[TO DO]: Where a line in the entries below contains the word "suit", count it. Return the total alone.

[DATASET EXCERPTS]:
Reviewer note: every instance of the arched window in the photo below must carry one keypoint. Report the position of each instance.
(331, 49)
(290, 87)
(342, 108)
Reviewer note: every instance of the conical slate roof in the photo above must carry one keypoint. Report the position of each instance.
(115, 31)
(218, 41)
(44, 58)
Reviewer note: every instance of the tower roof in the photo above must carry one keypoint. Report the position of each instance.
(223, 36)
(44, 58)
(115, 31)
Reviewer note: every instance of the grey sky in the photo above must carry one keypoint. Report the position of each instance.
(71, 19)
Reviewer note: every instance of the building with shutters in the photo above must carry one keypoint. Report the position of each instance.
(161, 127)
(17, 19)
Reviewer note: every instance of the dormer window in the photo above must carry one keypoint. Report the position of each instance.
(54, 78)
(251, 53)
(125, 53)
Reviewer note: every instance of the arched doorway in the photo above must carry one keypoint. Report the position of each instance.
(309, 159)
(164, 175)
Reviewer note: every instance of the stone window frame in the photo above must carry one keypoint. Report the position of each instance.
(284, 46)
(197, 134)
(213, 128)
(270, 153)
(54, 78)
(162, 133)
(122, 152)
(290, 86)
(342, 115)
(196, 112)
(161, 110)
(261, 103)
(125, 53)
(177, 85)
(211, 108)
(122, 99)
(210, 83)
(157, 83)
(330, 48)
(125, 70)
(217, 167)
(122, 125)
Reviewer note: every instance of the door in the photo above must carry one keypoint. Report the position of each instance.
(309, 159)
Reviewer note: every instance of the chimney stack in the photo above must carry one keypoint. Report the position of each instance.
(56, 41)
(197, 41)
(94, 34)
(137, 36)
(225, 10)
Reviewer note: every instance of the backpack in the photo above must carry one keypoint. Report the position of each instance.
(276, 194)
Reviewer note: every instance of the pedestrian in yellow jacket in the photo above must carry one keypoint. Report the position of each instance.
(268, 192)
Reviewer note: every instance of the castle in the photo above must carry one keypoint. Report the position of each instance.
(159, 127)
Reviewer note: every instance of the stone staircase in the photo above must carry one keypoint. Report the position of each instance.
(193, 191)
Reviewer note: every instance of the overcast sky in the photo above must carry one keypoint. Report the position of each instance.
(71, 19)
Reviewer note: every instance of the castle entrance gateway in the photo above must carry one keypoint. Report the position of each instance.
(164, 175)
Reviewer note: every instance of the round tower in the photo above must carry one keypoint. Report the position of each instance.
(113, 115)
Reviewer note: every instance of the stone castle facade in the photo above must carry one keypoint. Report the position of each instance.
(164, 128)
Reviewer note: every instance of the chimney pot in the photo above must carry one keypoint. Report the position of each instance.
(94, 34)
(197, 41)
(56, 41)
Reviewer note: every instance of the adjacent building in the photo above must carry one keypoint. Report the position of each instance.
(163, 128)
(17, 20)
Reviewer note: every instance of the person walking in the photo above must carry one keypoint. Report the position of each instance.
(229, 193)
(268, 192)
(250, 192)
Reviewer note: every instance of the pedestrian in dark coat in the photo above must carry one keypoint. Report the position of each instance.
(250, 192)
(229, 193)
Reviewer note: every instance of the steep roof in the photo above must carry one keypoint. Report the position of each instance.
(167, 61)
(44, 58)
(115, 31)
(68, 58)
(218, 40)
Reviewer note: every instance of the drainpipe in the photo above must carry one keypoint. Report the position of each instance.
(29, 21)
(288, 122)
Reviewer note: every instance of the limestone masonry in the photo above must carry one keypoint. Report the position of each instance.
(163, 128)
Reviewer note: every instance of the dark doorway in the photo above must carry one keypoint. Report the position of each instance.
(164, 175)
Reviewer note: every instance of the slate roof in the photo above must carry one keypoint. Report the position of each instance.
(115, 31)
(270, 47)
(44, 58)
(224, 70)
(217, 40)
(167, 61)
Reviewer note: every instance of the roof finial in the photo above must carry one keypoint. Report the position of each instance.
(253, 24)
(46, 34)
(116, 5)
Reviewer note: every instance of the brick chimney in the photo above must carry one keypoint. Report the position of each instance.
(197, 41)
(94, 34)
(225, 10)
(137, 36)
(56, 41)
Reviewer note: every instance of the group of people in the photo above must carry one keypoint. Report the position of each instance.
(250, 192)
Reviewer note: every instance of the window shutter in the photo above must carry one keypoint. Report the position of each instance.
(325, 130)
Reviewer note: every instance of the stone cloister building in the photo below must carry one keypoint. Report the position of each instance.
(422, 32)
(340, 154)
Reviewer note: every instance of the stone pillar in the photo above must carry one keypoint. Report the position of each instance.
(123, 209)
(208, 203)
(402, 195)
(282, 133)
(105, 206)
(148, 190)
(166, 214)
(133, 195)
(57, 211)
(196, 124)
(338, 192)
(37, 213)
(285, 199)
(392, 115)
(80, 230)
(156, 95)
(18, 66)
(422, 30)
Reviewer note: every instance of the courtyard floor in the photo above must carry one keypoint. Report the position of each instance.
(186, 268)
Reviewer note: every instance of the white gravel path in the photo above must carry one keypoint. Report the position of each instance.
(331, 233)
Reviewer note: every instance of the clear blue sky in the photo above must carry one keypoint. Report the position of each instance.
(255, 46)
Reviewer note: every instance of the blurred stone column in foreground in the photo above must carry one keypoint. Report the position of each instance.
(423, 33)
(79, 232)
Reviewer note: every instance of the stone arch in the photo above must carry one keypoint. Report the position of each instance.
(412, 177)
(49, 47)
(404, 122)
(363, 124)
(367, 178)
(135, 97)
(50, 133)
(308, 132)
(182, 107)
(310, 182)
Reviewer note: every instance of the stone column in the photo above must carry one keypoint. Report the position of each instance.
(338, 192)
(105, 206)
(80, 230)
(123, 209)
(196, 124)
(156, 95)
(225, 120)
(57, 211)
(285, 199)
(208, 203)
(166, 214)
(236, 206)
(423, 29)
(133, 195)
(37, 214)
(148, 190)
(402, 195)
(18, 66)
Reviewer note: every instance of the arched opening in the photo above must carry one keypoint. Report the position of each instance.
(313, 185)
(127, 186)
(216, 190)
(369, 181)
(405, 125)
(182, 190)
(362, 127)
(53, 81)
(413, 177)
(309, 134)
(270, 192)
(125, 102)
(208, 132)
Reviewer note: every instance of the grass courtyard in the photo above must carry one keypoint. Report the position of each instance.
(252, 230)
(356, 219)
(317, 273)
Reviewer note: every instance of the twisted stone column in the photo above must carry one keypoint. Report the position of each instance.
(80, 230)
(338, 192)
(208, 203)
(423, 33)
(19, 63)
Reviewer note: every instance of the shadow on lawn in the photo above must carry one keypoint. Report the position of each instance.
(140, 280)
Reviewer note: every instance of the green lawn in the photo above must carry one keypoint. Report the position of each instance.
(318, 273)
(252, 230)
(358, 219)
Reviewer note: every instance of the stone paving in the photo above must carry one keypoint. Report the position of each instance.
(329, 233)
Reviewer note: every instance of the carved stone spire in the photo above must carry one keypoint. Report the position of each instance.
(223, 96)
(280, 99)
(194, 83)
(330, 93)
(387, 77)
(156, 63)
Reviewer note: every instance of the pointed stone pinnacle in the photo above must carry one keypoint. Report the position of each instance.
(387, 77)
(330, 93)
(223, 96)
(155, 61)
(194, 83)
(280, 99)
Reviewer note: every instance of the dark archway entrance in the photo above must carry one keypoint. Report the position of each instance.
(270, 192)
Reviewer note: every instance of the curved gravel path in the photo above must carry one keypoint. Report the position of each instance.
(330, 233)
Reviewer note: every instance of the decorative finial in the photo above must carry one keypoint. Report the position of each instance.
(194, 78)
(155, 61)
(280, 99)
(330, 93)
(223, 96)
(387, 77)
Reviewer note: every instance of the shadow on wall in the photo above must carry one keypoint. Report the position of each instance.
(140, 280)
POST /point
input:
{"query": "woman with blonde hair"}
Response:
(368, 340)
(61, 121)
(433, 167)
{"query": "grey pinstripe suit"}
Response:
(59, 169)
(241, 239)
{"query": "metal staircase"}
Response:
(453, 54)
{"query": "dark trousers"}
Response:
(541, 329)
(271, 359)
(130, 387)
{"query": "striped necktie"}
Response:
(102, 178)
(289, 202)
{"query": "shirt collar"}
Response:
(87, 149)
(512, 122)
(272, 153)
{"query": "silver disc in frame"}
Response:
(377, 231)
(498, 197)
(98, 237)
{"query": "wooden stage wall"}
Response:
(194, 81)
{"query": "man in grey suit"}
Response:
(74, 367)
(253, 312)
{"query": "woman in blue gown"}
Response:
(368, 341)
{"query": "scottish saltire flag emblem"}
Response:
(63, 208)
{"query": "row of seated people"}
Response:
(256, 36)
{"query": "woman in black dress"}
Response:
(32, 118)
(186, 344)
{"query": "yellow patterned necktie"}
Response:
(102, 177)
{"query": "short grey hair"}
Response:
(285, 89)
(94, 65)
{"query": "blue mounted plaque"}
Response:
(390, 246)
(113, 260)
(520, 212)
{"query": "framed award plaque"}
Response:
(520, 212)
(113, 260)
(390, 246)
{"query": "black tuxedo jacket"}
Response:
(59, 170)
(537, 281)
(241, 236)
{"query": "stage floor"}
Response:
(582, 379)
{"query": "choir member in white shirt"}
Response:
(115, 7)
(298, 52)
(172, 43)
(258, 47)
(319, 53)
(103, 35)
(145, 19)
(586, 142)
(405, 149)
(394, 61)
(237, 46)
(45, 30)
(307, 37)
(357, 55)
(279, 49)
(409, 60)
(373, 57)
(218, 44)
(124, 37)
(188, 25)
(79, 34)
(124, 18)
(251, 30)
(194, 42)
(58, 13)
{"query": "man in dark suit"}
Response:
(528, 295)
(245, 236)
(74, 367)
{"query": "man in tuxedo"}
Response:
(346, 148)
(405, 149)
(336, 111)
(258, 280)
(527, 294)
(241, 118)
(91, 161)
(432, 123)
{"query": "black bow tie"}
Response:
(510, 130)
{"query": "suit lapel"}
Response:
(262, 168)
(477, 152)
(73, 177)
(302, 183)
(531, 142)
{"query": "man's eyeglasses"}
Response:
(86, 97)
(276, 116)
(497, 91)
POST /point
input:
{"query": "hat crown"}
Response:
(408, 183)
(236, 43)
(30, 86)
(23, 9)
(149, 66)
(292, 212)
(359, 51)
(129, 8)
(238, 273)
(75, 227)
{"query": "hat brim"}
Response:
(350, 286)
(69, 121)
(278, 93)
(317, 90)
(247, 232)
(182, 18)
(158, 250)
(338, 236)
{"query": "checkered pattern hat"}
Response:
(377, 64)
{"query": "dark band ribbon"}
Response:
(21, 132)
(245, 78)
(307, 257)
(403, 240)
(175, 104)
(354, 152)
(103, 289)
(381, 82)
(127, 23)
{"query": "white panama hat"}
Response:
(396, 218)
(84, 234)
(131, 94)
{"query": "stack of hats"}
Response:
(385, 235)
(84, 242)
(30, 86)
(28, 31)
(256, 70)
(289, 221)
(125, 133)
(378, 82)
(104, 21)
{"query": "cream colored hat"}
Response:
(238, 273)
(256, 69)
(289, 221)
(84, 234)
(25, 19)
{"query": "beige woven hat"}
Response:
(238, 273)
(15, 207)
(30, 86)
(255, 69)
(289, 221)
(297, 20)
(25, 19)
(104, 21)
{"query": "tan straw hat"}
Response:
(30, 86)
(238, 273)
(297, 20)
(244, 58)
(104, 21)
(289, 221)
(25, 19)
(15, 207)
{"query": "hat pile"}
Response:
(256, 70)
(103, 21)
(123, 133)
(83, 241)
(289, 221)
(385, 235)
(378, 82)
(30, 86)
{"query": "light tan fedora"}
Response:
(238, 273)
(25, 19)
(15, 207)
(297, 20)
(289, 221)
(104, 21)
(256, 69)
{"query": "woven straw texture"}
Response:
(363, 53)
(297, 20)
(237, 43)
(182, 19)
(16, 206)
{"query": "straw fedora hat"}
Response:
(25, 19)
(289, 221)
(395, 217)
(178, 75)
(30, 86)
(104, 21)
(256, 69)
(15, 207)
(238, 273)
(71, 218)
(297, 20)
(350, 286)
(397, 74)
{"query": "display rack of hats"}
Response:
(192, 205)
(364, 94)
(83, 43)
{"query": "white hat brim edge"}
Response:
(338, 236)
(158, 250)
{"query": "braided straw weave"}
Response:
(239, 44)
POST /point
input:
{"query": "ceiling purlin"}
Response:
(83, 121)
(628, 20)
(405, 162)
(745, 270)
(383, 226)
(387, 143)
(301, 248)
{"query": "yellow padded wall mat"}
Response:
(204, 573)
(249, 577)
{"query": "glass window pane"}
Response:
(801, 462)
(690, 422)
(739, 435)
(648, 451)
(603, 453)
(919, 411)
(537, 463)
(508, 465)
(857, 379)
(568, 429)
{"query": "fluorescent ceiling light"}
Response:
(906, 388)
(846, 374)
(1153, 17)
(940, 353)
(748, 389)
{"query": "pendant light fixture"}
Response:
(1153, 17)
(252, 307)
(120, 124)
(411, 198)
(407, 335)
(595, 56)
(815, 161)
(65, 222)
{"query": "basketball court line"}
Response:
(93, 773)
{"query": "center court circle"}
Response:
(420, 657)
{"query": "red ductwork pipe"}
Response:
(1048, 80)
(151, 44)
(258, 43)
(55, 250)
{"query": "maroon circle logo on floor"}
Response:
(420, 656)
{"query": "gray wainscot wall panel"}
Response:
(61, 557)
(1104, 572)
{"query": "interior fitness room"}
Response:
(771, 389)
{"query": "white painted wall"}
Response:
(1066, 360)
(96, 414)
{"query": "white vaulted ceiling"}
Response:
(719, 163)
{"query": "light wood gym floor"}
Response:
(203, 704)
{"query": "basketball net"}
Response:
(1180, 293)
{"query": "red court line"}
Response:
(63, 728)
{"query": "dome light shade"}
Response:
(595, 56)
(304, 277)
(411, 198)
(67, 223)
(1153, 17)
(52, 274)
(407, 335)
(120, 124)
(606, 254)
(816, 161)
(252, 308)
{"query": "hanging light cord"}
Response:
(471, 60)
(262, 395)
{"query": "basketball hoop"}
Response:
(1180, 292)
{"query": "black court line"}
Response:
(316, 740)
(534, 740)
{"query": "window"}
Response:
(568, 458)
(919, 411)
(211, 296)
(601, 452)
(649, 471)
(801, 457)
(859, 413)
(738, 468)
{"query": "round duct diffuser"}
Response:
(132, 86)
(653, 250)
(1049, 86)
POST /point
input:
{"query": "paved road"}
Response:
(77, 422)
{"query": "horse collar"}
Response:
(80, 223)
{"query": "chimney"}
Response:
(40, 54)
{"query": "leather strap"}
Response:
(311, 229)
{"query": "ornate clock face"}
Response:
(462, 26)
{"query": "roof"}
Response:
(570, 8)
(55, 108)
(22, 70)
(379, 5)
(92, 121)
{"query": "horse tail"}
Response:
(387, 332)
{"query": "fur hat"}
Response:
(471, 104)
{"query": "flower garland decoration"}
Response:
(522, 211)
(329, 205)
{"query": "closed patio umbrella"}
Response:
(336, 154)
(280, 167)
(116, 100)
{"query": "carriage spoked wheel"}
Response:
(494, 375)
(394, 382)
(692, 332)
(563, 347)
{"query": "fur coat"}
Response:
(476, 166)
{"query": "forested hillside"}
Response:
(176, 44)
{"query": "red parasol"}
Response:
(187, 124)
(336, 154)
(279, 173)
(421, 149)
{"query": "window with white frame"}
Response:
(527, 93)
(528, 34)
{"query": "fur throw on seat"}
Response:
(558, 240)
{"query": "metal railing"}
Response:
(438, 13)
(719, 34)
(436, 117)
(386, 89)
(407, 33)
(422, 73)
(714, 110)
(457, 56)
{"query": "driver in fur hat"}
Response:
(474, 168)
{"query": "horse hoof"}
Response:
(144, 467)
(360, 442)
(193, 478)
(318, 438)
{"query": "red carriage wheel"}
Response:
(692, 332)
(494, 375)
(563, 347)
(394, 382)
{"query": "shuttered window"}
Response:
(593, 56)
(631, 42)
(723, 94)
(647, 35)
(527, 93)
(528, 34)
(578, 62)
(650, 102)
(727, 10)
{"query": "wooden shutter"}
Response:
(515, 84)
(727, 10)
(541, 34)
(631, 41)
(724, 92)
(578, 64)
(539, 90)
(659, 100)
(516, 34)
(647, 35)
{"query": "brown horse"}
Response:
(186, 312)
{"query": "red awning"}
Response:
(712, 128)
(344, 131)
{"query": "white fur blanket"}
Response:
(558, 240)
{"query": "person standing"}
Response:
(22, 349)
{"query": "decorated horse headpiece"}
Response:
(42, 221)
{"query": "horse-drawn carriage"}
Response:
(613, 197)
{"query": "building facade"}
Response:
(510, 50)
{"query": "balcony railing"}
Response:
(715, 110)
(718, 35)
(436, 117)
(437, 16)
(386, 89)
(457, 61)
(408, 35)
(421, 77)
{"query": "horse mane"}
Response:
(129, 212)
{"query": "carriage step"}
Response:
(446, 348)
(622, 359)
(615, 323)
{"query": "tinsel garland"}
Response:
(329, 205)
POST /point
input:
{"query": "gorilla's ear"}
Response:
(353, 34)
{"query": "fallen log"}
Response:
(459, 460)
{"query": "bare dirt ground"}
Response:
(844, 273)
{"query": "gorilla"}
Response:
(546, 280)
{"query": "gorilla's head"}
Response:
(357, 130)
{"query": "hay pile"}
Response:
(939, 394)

[ANSWER FOR THE TASK]: 4